Rewrite the listing below with every "one dot per instance" changed to "one point for each instance" and everything else unchanged, leaving the pictures out.

------------------------------------------------

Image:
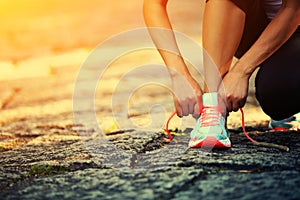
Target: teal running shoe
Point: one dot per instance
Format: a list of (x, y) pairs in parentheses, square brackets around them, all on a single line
[(210, 131), (288, 124)]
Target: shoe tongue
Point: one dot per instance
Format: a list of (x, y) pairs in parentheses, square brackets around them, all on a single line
[(210, 99)]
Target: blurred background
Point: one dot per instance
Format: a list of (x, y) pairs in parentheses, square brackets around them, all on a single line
[(44, 43)]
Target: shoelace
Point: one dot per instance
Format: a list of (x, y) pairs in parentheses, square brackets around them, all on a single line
[(170, 138), (210, 116)]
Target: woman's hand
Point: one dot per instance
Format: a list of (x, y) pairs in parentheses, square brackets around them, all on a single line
[(187, 95), (234, 90)]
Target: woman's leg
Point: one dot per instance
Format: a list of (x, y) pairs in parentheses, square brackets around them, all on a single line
[(223, 25), (230, 27), (278, 81)]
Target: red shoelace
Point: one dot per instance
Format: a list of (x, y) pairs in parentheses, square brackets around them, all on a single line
[(170, 138)]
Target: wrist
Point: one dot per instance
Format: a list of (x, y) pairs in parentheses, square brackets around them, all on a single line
[(243, 69)]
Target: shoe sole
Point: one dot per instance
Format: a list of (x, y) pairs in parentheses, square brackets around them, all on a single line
[(211, 142)]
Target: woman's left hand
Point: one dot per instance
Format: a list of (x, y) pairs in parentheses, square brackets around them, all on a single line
[(234, 90)]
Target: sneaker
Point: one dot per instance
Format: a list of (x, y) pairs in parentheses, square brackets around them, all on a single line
[(210, 131), (288, 124)]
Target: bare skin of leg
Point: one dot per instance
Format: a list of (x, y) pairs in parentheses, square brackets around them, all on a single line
[(223, 26)]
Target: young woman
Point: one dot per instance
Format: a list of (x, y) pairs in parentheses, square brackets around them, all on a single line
[(261, 33)]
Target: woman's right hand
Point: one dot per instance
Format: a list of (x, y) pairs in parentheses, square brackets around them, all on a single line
[(187, 95)]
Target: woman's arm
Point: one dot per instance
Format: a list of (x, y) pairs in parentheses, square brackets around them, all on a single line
[(187, 92), (273, 37)]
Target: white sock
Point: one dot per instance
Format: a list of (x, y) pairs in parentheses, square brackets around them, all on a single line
[(210, 99)]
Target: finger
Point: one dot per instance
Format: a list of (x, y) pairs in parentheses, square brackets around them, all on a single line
[(178, 108), (185, 109), (235, 106), (191, 106), (196, 113), (228, 105), (242, 103)]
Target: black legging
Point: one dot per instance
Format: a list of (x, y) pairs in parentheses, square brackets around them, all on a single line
[(278, 79)]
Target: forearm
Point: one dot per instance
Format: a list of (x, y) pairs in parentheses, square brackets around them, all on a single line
[(160, 29), (274, 36)]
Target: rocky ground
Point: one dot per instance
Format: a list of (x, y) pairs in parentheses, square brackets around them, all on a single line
[(47, 152)]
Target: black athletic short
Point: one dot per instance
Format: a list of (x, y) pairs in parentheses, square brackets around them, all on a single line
[(278, 79)]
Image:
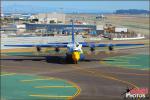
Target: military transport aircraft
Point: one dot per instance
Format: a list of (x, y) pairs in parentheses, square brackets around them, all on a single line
[(75, 52)]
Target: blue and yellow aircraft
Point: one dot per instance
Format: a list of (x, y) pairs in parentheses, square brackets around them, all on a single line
[(74, 49)]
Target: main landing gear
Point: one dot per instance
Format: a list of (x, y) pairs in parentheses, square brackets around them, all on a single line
[(69, 59)]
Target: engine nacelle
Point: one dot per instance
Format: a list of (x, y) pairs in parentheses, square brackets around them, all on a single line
[(57, 49)]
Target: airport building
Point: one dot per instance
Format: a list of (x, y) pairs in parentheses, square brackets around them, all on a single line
[(61, 28), (48, 18)]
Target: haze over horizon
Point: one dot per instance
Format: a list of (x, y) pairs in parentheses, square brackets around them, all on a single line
[(71, 6)]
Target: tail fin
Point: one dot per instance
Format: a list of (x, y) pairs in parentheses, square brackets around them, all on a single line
[(73, 39)]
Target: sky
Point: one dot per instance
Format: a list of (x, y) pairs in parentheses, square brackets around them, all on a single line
[(71, 6)]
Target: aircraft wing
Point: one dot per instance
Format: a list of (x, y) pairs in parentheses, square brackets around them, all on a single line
[(107, 45), (38, 45)]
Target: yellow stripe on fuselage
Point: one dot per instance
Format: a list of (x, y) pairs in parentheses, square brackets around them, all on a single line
[(76, 55)]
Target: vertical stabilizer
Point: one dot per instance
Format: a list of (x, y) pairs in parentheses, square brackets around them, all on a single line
[(73, 39)]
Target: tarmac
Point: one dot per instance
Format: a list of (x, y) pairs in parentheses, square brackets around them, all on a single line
[(95, 78)]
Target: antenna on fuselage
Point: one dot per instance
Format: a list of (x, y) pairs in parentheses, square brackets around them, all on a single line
[(73, 39)]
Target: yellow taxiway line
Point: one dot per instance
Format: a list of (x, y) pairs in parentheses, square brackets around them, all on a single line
[(49, 96), (8, 74), (36, 80), (105, 76)]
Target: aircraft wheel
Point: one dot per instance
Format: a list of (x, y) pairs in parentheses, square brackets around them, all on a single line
[(69, 58)]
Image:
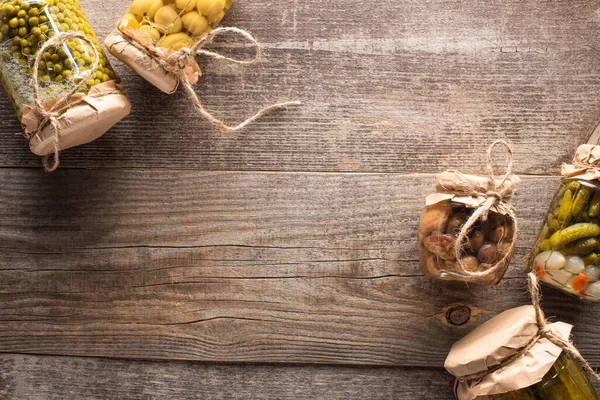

------------------------------------------------

RESULT OF THE TASK:
Image:
Target: teal running shoe
Point: one point for each instance
Format: a list of (x, y) pairs in parentheses, square brackets around them, all on a single line
[(210, 131), (288, 124)]
Target: shoe tongue
Point: one point for each instance
Format: a list of (x, y) pairs in parentheses, square brackets around them, all on a single line
[(210, 99)]
Target: blurred background
Point: one point for each instance
Format: a list of (x, y) pairs in parentheses, square brackets around them, all on a single line
[(44, 43)]
Target: shoelace
Point: one point for each instance
Format: a list of (x, y) pairs in parentheses, square brackets around them, all on a single line
[(170, 138), (210, 116)]
Target: woman's hand
Point: one point for each instance
Format: a list of (x, y) pairs in parentheses, square brackets around them, all on a single line
[(187, 95), (234, 90)]
Target: woman's leg
Point: one point for each instance
Format: a list of (x, y) pairs in parentheses, square brackets around them, all on a single line
[(223, 25), (230, 27), (278, 81)]
Target: red shoelace
Point: one point for each instance
Format: a list of (x, y) pairs in parentheses, square brackets around them, all on a single line
[(170, 138)]
Target: wrist
Point: one point for each instance
Format: a list of (x, y) pairs in parentheses, square brackets around them, all on a single line
[(243, 69)]
Target: shoe sole
Point: one point for each instance
Format: a list of (x, y) pairs in parentheses, square brackets around them, all on a single line
[(211, 142)]
Target: woman's left hand
Point: one point for each instance
Format: a list of (x, y) pairs in parentheses, square brackets around them, all on a single line
[(234, 90)]
Target: sneaker
Point: one point for each instance
Format: a list of (x, y) pairs in parentheses, square brackets around them, all on a single line
[(210, 131), (288, 124)]
Target: bare skin of leg
Point: one point for each instance
Format: a list of (x, y) pairs in parentheses, square brackets around them, all on a single line
[(223, 26)]
Target: young woman
Point: one point for each instance
Format: a list of (x, y) pairs in parentheses, square brackets around them, all on a single line
[(261, 33)]
Target: woman's right hand
Point: one point for each instance
Format: a list of (x, y) pairs in parentheses, square brackets around them, all on a single line
[(187, 95)]
Target: woman's arm
Point: one point for each instance
Format: a list of (x, y) pairs in parentheses, square brackets around them, all on a single line
[(187, 92), (273, 37)]
Target: white sock
Point: one point for each instance
Format: a list of (x, y) pairs in parentheses, square brackets around them, all on a single line
[(210, 99)]
Target: finger
Point: one point for each instance
Format: a list of (x, y) pairs in parentheses, square brackets around them, all on a single line
[(178, 108), (185, 109), (235, 106), (191, 106), (196, 113), (228, 105), (242, 103)]
Target: black legging
Point: one point for each instance
Format: a list of (x, y) pairs in parentheses, square brackets around them, all on a single line
[(278, 79)]
Target: forearm
Point: one point for each instance
Format: a list of (x, y) pairs in parentheses, square brackets around them, all on a single line
[(160, 29), (274, 36)]
Target: rocky ground
Point: one point for each instance
Format: a list of (x, y) pairs in parentheses, square brackets around them, all on a single line
[(47, 152)]
Target: black athletic short
Point: one point for each instance
Format: a list of (x, y) pairs in parentheses, square brackets around them, all on a single line
[(278, 79)]
Image:
Target: military transport aircraft
Point: one point for each instance
Format: a list of (x, y) pairs in parentheses, square brackets around them, all on a single line
[(75, 52)]
Target: blue and yellow aircraft
Point: one point for each instance
Format: a list of (x, y) pairs in parentheses, square brackets around them, all on a single line
[(74, 49)]
Target: main landing gear
Point: one point for each instance
Format: a list of (x, y) pairs in parentheses, square brackets around them, all on a single line
[(69, 59)]
Target: engine nacelle
Point: one point for each instance
Format: a list of (x, y) pairs in parentheses, square brackets around them, all on a single line
[(57, 49)]
Target: airport building
Point: one point for each instance
Format: a list of (x, y) pairs in parentheses, square brackets around them, all on a single line
[(61, 28), (48, 18)]
Target: haze over horizon
Point: one point for each instance
Format: a list of (x, y) pairs in parentheses, square brackets around them, all on a single line
[(71, 6)]
Target: tail fin
Point: one point for each instance
Format: a list of (x, y) pairs in parentheses, square brackets around them, all on a single line
[(73, 39)]
Target: sky
Point: one point for each instance
Format: a list of (x, y) pairs in parentheses, square brackets around them, all on a single line
[(71, 6)]
Target: aircraft wing
Point: one point for each instance
Format: a list of (x, y) pairs in parentheses, square brackets around them, all on a single line
[(107, 45), (38, 45)]
Target: yellow stripe on fuselage
Point: one point for each instance
Format: a list of (x, y) pairs in parentheses, square brackets around them, all on a single line
[(76, 55)]
Target: vertical stabilizer
Point: one point for each instance
Format: a list of (x, y) pairs in parentheses, square brackets around them, all on a single line
[(73, 39)]
Target: tarmac
Point: one point for each instance
Format: a list of (x, y) pairs in parentheses, square brackets around them, all on a single line
[(95, 78)]
Target: antenna on fuselage
Point: one point for each instance
Format: a list of (x, y) pairs in parentheses, square brackets around them, all on a single line
[(73, 39)]
Target: yellow taxiway line
Point: one point for each instance
Format: a list of (x, y) pairs in parentheses, square brackets around them, all on a single line
[(49, 96), (8, 74), (36, 80), (105, 76)]
Target: aircraft wheel
Point: one point for each instance
Format: a list of (x, y) pairs in parentheses, square brackets around them, all on a single line
[(69, 58)]
Image:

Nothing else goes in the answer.